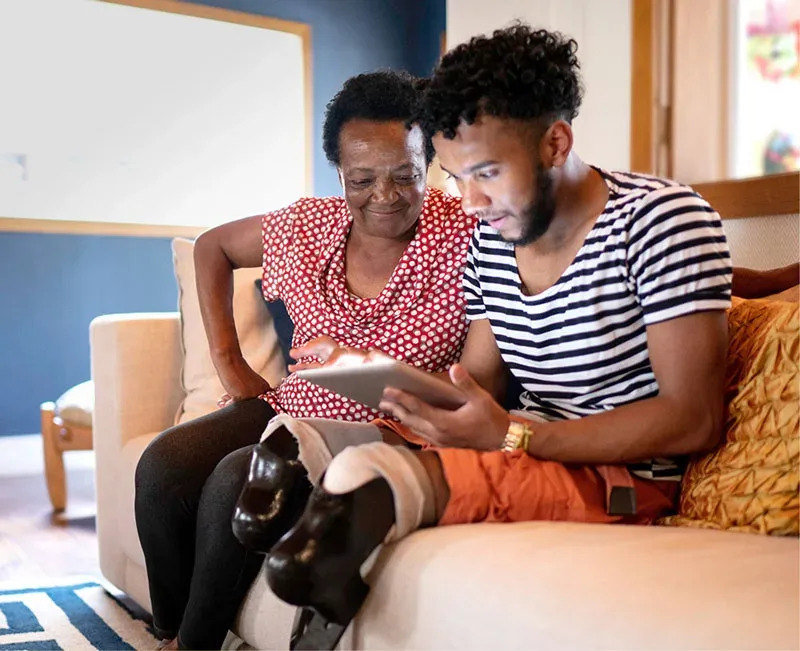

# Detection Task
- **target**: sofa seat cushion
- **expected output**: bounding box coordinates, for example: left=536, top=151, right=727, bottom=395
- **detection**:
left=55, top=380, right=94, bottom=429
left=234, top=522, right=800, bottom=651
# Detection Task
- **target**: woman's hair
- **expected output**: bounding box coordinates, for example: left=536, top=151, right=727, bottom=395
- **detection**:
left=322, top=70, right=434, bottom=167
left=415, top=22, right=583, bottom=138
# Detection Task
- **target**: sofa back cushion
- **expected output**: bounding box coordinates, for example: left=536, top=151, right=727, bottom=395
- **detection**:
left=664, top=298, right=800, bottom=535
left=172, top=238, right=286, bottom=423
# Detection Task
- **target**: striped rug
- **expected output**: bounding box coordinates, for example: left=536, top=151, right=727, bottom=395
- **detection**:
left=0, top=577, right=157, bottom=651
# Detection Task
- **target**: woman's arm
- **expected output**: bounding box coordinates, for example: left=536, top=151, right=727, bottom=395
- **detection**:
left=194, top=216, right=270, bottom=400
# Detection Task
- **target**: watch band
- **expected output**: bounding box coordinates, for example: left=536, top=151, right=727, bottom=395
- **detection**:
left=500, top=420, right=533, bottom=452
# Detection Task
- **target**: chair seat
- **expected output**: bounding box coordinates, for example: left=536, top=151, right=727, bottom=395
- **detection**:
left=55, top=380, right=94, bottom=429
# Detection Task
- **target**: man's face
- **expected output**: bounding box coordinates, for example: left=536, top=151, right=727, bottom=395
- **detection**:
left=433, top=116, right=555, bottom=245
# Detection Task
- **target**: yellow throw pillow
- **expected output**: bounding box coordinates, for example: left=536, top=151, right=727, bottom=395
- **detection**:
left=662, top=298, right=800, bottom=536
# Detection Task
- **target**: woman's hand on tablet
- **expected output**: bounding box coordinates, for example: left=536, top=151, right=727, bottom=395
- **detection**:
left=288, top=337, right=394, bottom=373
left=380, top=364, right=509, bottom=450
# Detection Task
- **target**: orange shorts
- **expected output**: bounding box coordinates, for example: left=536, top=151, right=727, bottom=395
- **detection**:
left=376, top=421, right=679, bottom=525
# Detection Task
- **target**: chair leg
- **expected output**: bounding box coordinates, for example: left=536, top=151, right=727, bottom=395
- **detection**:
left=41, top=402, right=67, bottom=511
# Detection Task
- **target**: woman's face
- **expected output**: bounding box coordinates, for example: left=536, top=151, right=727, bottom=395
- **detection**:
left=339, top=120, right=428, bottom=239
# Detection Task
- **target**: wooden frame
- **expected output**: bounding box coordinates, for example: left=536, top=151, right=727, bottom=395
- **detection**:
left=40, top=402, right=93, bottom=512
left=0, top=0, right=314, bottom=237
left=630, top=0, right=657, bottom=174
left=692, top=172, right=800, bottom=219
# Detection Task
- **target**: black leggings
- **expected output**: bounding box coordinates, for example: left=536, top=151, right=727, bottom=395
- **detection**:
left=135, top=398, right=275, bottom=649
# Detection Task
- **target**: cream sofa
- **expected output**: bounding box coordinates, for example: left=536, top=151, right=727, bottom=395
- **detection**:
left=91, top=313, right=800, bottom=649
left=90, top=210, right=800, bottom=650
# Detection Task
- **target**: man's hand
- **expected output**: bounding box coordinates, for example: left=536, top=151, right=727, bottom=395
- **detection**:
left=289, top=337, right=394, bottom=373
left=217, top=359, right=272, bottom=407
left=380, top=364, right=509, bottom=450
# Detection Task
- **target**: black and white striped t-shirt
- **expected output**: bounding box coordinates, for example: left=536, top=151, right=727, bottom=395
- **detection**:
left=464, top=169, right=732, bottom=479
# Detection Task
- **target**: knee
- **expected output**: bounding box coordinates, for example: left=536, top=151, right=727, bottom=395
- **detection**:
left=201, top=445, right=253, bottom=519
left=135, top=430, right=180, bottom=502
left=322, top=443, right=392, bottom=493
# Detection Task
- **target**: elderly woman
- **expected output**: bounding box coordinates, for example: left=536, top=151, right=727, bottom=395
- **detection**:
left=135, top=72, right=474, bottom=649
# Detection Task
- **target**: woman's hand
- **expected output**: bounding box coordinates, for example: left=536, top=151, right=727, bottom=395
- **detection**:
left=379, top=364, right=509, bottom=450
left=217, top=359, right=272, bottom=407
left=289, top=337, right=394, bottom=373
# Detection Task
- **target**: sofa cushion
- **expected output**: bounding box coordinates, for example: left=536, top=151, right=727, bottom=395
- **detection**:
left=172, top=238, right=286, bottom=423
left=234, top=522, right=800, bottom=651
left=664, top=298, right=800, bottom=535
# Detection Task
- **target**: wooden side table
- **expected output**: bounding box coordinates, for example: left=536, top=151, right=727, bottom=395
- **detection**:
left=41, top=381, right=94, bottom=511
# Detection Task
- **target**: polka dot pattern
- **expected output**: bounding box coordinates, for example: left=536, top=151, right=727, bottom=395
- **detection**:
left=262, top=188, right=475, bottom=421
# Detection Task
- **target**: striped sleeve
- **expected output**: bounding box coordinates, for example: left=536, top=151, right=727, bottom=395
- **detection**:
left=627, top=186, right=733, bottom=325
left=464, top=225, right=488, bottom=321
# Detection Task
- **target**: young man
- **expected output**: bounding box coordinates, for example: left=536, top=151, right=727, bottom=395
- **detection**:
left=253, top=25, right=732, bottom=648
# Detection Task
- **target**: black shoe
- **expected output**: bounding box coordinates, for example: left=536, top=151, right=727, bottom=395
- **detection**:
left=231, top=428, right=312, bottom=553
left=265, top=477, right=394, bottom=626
------------------------------------------------------------------------
(What to produce)
Return each line from the material above exactly, but not the pictures.

(Answer to the task)
# Detection Task
- **target**: sofa seat cushion
- **expected output**: bounding box coordinates, for example: left=536, top=151, right=727, bottom=395
- **detection**:
left=55, top=380, right=94, bottom=429
left=234, top=522, right=800, bottom=651
# Detection Task
- **target**: woman's hair
- **expected output**: bounding box coordinates, for example: left=536, top=151, right=727, bottom=395
- **detection**:
left=322, top=70, right=434, bottom=167
left=415, top=22, right=583, bottom=138
# Detection Task
- **target**: sofa back cushion
- **expected output**: bounding box coordinates, for example: left=536, top=151, right=727, bottom=395
- **detection**:
left=664, top=298, right=800, bottom=535
left=172, top=238, right=286, bottom=423
# Detection Task
- **target**: striped rug
- **expected output**: bounding box coordinates, for example: left=536, top=151, right=727, bottom=395
- **detection**:
left=0, top=577, right=157, bottom=651
# Detection Task
- **target**: woman's arm
- **expected output**: bounding box coordinates, for example: left=536, top=151, right=727, bottom=395
- **detection**:
left=194, top=216, right=270, bottom=400
# Detection Task
- **target**: watch band
- **expected output**: bounding box coordinates, for example: left=536, top=151, right=727, bottom=395
- **detection**:
left=500, top=420, right=533, bottom=452
# Detection Task
- **target**: chair seat
- **expected output**: bounding box coordinates, for example: left=536, top=151, right=727, bottom=395
- **detection**:
left=55, top=380, right=94, bottom=429
# Detection Task
- **target**: man's face
- **expected output**: bounding box coordinates, for example: left=536, top=151, right=727, bottom=395
- **detection**:
left=433, top=116, right=555, bottom=245
# Detection Task
- **target**: yellow throw pillow
- **expected output**: bounding box coordinates, for example: left=536, top=151, right=727, bottom=395
- **detection**:
left=662, top=298, right=800, bottom=536
# Detection Task
- **target**: woman's hand on tablet
- **expected output**: bounding box coordinates, for example: left=536, top=151, right=727, bottom=395
- **detection**:
left=288, top=337, right=394, bottom=373
left=380, top=364, right=509, bottom=450
# Detection Task
- **target**: orange shorts
- **expected output**: bounding box coordinates, for example: left=536, top=151, right=727, bottom=395
- **detection**:
left=376, top=421, right=679, bottom=525
# Detection Task
- **target**: chair leg
- **expected output**: bounding box coordinates, for example: left=536, top=151, right=727, bottom=395
- **detection**:
left=41, top=402, right=67, bottom=511
# Detection Task
- **target**: woman's face
- **expected output**: bounding box coordinates, for example: left=536, top=151, right=727, bottom=395
- **detection**:
left=339, top=120, right=428, bottom=239
# Detection Task
- **target**: wooden frame
- **expected output**: bounding box coordinates, for example: left=536, top=151, right=727, bottom=395
- **detection**:
left=40, top=402, right=93, bottom=512
left=0, top=0, right=314, bottom=237
left=630, top=0, right=657, bottom=174
left=692, top=172, right=800, bottom=219
# Detection Task
- **target**: black leggings
- **expected output**: bounding box coordinates, for example: left=536, top=151, right=727, bottom=395
- **detection**:
left=135, top=398, right=275, bottom=649
# Detection Task
- **target**: cream sofa
- **expected output**: bounding box coordinates, for example: left=536, top=151, right=727, bottom=395
- **detection**:
left=91, top=313, right=800, bottom=649
left=90, top=210, right=800, bottom=650
# Detection Task
- **target**: man's hand
- **expected output**: bounding box coordinates, for example: left=536, top=151, right=727, bottom=395
- **detection**:
left=289, top=337, right=394, bottom=373
left=217, top=359, right=272, bottom=407
left=380, top=364, right=509, bottom=450
# Detection Task
- **target**: black and white striped t-shirt
- **expected output**: bounding box coordinates, for example: left=536, top=151, right=727, bottom=395
- **detection**:
left=464, top=169, right=732, bottom=479
# Detection Task
- **target**: knee
- **expected output**: bounding box coordinates, for example: left=536, top=151, right=727, bottom=395
- **detection**:
left=201, top=445, right=253, bottom=519
left=135, top=430, right=180, bottom=502
left=322, top=443, right=392, bottom=493
# Detection Task
- **target**: elderly woman
- **expected output**: bounding box coordinates, for example: left=536, top=151, right=727, bottom=395
- **detection**:
left=135, top=72, right=474, bottom=649
# Detection Task
- **target**: woman's hand
- **expected output**: bounding box coordinates, for example: left=536, top=151, right=727, bottom=395
- **detection**:
left=379, top=364, right=509, bottom=450
left=217, top=359, right=272, bottom=407
left=289, top=337, right=394, bottom=373
# Detection Task
- **target**: sofa cushion
- **expected output**: bounding box coordinates, for example: left=536, top=151, right=727, bottom=395
- **detection**:
left=172, top=238, right=286, bottom=423
left=234, top=522, right=800, bottom=651
left=664, top=298, right=800, bottom=535
# Detection Task
- **target**: wooden side table
- **expected output**: bounding box coordinates, for example: left=536, top=151, right=727, bottom=395
- **detection**:
left=41, top=381, right=94, bottom=511
# Detection Task
- **target**: polka dot pattern
- **expected output**: bounding box coordinates, for example: left=536, top=151, right=727, bottom=395
- **detection**:
left=262, top=188, right=475, bottom=421
# Detection Task
- **target**: striped sleeve
- **expected output**: bounding box coordinates, for example: left=536, top=151, right=727, bottom=395
- **detection**:
left=627, top=186, right=733, bottom=325
left=464, top=225, right=488, bottom=321
# Detection Task
- **target**: young man
- **expected output**: bounding box coordinates, for example: left=536, top=151, right=727, bottom=395
- **detection**:
left=253, top=25, right=732, bottom=648
# Detection Task
- **target**: black shoe
- **expected output**: bounding box coordinates, for example: left=536, top=151, right=727, bottom=395
- **detection**:
left=231, top=428, right=312, bottom=553
left=265, top=477, right=394, bottom=626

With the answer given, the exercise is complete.